* _The request_
Reproduce all of the items below word for word, leaving out the pictures.
--- Dataset extract ---
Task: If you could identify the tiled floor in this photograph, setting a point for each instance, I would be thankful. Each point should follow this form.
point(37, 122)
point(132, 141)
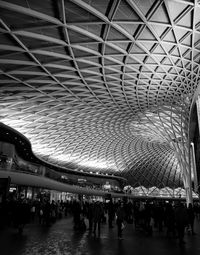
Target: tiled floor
point(61, 239)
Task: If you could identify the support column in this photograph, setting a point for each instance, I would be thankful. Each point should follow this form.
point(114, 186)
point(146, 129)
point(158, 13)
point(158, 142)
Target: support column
point(186, 174)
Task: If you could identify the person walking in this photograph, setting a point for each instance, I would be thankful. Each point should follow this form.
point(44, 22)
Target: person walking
point(120, 217)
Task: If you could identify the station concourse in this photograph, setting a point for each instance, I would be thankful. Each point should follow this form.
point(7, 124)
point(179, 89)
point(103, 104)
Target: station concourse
point(99, 104)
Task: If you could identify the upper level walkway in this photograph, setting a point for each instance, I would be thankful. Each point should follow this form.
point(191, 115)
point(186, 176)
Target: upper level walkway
point(61, 239)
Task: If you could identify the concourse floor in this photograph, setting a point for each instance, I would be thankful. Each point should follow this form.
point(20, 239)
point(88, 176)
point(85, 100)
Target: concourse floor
point(61, 239)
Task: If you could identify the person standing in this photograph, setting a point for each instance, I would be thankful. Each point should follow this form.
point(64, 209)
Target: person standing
point(181, 220)
point(120, 216)
point(97, 217)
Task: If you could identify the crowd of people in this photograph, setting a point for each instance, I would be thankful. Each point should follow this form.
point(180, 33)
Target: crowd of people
point(175, 219)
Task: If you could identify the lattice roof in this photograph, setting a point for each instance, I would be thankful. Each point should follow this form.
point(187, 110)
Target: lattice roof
point(102, 85)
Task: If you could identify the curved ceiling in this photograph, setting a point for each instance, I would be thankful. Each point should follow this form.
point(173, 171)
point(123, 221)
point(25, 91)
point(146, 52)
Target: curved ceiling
point(102, 85)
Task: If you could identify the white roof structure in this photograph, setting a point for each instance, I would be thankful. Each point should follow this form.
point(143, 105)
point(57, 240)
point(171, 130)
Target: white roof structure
point(102, 85)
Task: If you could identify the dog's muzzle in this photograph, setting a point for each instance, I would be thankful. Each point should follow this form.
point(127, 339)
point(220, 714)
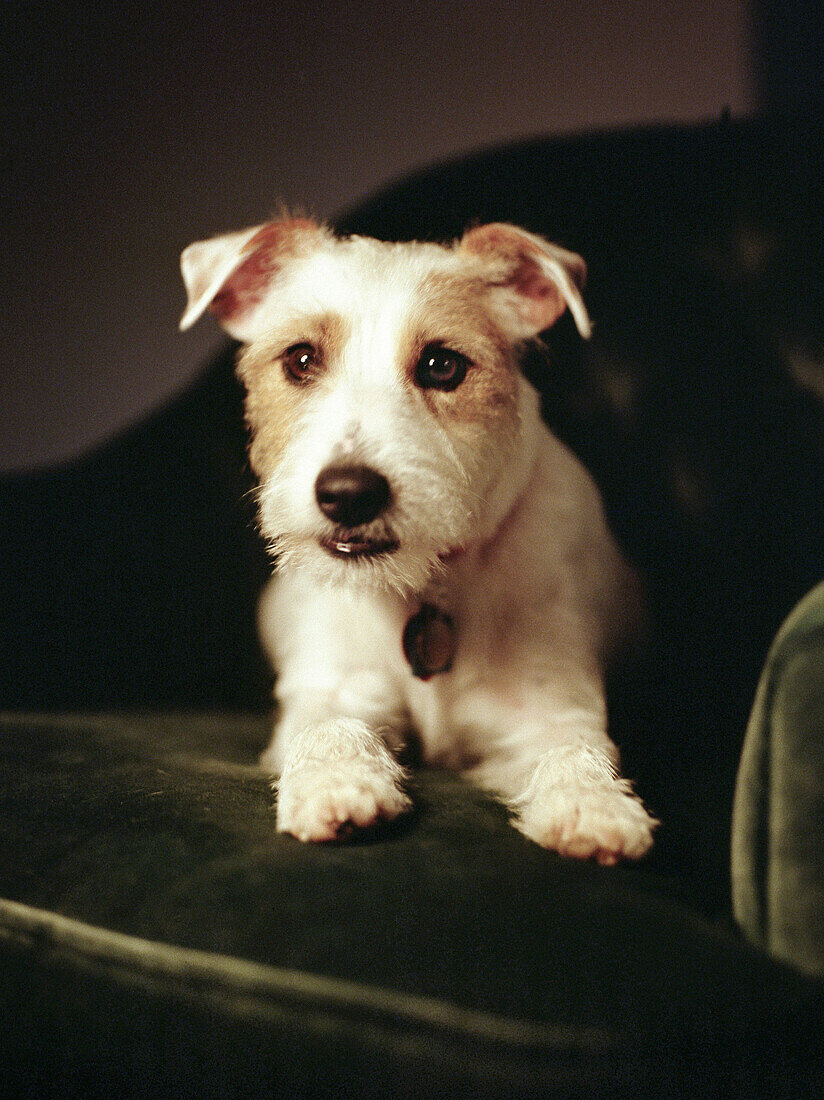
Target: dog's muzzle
point(352, 497)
---
* _The completed task_
Task: If you could identify the tiled floor in this photograph, setting a point for each instance, I would be thankful. Each point should follow this form.
point(37, 122)
point(132, 141)
Target: tiled floor
point(61, 239)
Task: If you could identify the support column in this photograph, setting a point for each instance, I would be thankful. Each point should follow this form.
point(114, 186)
point(146, 129)
point(158, 13)
point(158, 142)
Target: support column
point(186, 174)
Task: If you could identify the person walking in this photograph, setting a point for each instance, I would be thankful. Each point should follow this form.
point(44, 22)
Target: person walking
point(120, 217)
Task: If you could identify the station concourse in this photograph, setting a point for each instance, I would be thankful. Each point should follow this form.
point(7, 124)
point(179, 89)
point(103, 104)
Target: station concourse
point(99, 104)
Task: If you could identify the upper level walkway in this photograph, setting a point for each instance, I would be thankful. Each point should follow this form.
point(191, 115)
point(186, 176)
Target: upper level walkway
point(61, 239)
Task: If you could identify the concourse floor in this photograph, setting a point for each instance, I would be thankful. Each point should follow this form.
point(20, 239)
point(88, 176)
point(85, 100)
Target: concourse floor
point(61, 239)
Task: If you could identify the person standing in this photograph, setting a point for each instance, I would be thankful. Each point should follow this form.
point(64, 209)
Target: person standing
point(181, 220)
point(120, 216)
point(97, 217)
Task: If you could identify the crowd of people in this photograph, setting a point for each instance, I would be thankful. Each point should follow this form.
point(180, 33)
Target: crowd of people
point(175, 219)
Task: If you could identify the lattice roof in this photograph, setting a point for each instance, I would be thankful. Each point should follow this form.
point(187, 110)
Target: lattice roof
point(102, 85)
Task: If you could identify the curved ceiling in this photograph, setting a point for each instance, I would be thankful. Each point should follow this form.
point(173, 171)
point(123, 221)
point(25, 91)
point(146, 52)
Target: curved ceiling
point(102, 85)
Task: If you could identify the white roof structure in this photograph, setting a point for each instance, I would be thankful. Each point should follow this form.
point(143, 105)
point(57, 240)
point(171, 130)
Target: white roof structure
point(102, 85)
Task: If you could identify the dog's muzzle in this photograph, setting a point for each instance, I would be thankful. Each point should follow this form.
point(127, 339)
point(220, 714)
Target: dog's muzzle
point(352, 497)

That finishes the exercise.